Location identification entries:
==============================

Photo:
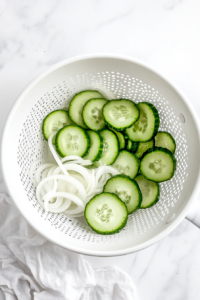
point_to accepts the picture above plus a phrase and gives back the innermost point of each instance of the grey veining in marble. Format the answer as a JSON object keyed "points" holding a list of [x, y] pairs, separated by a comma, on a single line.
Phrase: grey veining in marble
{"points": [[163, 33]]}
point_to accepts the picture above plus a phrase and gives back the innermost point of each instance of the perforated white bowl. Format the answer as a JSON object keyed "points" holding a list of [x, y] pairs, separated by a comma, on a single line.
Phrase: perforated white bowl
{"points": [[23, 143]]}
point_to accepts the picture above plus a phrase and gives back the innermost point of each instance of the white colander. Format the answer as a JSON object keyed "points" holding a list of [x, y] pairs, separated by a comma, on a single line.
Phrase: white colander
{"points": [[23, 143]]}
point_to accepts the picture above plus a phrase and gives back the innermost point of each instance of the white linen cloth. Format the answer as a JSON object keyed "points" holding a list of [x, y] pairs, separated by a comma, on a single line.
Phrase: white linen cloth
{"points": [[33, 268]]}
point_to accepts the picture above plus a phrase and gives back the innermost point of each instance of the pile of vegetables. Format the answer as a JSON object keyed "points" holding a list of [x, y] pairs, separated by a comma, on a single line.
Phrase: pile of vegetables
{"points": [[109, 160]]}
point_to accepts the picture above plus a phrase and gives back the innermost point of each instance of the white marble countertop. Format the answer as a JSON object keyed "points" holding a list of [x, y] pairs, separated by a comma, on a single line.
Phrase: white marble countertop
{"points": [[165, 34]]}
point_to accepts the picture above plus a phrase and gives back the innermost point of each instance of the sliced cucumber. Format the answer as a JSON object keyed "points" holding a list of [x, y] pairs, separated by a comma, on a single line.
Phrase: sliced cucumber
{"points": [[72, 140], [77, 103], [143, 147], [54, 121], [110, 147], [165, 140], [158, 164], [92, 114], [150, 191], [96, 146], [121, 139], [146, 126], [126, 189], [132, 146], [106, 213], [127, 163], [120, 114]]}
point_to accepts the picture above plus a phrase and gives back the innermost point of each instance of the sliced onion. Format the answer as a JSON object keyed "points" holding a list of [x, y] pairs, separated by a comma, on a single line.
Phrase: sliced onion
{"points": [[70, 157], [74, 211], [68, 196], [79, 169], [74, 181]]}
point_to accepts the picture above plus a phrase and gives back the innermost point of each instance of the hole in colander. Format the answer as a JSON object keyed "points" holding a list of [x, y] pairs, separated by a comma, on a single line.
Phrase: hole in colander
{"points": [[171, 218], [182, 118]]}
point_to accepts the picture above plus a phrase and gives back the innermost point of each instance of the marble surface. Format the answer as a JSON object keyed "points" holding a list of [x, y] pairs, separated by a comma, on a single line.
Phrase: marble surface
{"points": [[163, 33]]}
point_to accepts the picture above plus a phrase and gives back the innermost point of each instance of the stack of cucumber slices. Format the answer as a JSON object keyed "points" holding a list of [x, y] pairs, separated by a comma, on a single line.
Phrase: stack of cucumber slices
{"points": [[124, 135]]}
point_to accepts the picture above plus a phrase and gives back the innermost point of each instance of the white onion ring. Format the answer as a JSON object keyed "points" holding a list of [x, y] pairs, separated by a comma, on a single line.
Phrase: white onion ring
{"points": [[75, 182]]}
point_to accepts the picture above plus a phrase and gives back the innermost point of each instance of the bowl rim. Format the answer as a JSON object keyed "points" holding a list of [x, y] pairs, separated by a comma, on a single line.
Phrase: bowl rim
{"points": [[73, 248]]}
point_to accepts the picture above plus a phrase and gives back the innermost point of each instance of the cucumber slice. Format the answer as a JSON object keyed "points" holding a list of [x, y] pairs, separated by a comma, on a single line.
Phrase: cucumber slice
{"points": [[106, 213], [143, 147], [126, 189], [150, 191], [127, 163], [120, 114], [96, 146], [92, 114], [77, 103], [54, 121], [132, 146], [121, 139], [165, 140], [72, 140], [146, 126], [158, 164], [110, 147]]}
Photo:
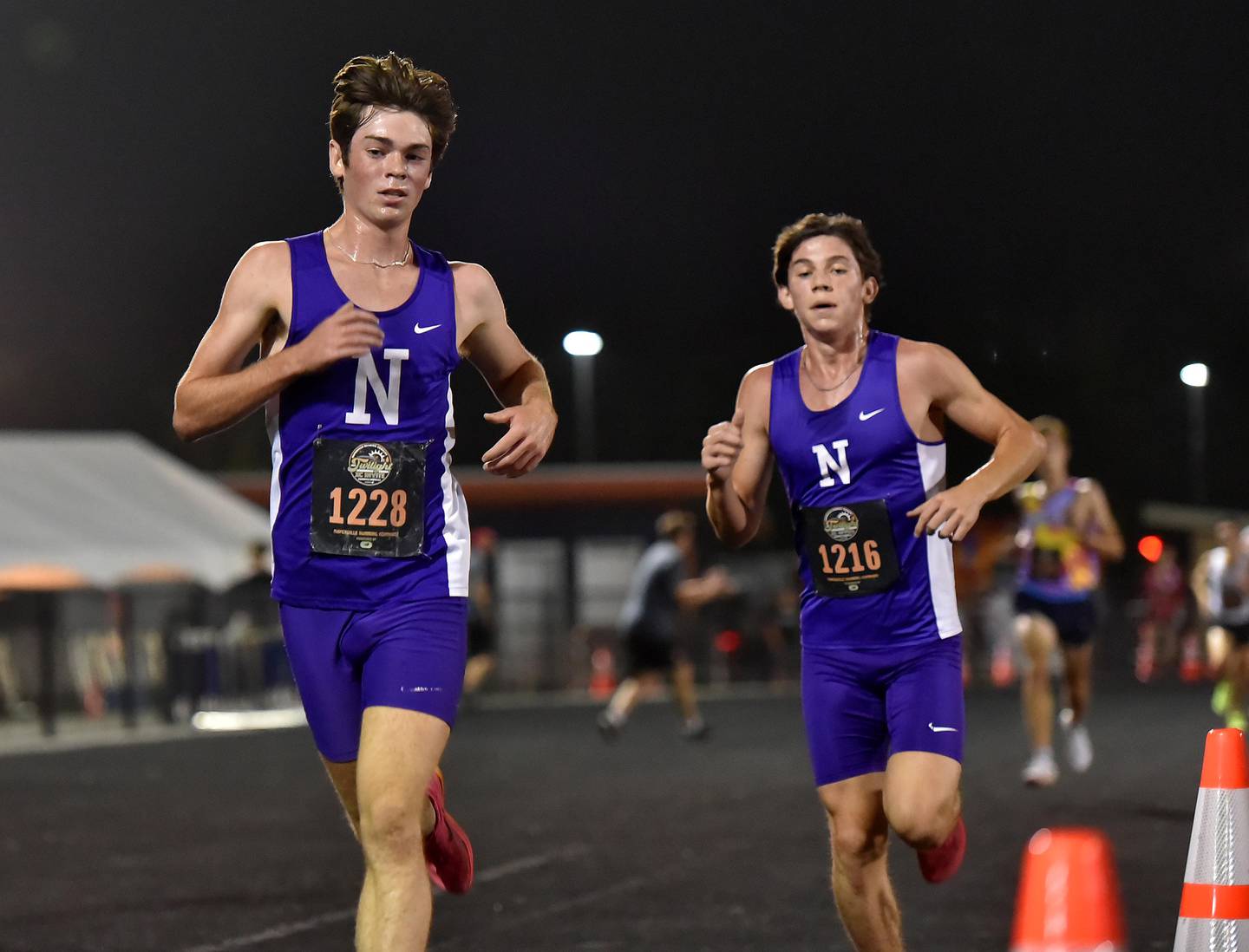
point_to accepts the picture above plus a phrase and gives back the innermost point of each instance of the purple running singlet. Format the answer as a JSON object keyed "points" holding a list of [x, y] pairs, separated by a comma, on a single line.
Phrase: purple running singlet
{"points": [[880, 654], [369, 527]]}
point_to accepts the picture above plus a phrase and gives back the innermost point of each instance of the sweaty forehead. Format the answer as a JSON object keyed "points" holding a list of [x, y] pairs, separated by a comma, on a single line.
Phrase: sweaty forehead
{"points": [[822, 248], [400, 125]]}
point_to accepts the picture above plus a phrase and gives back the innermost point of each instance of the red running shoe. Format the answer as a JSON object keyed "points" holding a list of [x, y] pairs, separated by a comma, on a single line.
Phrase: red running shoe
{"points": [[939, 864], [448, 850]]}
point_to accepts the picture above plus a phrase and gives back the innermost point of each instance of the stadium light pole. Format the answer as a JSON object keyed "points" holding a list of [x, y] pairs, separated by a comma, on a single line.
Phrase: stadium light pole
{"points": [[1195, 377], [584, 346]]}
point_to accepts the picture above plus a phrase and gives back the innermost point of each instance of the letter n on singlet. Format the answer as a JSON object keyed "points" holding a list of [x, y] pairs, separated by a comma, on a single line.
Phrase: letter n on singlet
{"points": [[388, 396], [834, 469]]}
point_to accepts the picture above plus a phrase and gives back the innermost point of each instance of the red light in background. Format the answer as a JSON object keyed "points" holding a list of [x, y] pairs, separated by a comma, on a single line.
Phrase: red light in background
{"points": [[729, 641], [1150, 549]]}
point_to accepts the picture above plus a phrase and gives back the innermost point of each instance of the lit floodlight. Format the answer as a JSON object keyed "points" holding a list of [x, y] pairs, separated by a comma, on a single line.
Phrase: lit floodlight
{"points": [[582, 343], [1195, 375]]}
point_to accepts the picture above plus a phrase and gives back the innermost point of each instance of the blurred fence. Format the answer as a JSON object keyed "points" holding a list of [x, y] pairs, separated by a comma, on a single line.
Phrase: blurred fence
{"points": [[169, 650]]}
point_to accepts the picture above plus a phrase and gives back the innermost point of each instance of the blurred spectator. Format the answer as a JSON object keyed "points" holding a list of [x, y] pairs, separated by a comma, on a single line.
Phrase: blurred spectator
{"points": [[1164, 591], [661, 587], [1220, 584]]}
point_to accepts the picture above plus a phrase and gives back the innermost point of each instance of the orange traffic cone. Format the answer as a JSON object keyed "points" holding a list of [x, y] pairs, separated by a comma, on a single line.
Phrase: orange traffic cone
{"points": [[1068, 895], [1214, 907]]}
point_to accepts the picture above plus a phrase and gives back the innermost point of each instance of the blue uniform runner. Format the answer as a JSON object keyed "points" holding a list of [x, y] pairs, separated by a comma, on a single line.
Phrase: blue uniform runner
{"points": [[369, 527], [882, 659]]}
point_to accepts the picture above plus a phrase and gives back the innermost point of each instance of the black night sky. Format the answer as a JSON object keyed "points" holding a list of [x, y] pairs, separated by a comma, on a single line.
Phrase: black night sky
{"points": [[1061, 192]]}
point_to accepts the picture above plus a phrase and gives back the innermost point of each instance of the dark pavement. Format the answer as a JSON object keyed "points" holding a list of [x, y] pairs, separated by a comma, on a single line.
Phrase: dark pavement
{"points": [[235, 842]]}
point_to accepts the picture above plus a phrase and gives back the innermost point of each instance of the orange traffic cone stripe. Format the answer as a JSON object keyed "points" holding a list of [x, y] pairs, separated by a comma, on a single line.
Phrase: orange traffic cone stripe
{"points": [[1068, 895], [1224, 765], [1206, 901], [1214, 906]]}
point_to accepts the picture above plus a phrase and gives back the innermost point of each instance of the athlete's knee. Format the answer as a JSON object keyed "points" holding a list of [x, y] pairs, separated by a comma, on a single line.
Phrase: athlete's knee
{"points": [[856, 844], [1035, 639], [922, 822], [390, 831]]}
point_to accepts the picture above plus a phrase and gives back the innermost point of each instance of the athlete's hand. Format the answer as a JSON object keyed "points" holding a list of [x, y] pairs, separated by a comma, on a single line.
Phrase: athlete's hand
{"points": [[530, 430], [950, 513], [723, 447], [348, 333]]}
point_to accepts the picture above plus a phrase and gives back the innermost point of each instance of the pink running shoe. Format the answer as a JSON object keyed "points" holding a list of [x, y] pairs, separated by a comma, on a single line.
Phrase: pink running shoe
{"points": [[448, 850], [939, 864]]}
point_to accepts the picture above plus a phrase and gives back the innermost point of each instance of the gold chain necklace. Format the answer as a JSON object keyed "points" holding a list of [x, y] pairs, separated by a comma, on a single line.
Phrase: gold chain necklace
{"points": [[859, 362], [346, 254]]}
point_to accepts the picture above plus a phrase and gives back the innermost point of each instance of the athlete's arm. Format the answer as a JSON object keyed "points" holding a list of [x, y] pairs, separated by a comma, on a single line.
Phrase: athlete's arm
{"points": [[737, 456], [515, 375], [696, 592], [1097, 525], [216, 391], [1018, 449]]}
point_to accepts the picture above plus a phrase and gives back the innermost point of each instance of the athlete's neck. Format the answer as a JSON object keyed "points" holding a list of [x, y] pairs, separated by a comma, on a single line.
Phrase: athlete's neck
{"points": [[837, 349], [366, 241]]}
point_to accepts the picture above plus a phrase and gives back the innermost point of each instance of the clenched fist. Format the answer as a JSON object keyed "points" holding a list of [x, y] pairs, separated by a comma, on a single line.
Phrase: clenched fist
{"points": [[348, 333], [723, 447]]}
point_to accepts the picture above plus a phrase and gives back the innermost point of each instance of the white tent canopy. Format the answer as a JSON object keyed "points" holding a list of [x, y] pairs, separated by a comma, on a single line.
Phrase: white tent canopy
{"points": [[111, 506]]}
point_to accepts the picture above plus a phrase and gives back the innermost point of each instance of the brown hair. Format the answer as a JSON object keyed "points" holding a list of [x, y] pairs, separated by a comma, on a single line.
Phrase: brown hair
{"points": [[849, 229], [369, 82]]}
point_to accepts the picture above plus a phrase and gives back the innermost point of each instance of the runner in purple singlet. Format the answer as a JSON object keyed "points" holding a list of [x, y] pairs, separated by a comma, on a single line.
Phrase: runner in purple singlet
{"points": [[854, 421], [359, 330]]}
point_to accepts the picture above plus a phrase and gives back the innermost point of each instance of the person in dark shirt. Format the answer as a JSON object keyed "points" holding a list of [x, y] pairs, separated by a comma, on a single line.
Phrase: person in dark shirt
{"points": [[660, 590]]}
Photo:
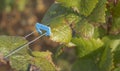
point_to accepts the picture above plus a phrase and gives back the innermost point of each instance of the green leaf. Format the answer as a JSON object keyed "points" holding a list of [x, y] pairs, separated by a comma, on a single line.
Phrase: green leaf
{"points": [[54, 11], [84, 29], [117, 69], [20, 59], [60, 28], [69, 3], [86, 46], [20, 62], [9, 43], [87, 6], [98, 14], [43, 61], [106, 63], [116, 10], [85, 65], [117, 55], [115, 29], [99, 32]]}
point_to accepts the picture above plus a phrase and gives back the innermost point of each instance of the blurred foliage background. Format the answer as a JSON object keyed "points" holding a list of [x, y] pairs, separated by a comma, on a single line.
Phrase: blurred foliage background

==============================

### Do this
Copy exactly the lines from the one containing "the blurred foliage" through the last line of the records, both included, and nothing else.

### Solution
point_to accepts the picture above plus a phrase and gives back the innermost point of each instance of the blurred foliage background. Format the answer as a JSON object keyed "points" holding a list of [x, y] pairs, separated by a comma, on a single line.
Phrase: blurred foliage background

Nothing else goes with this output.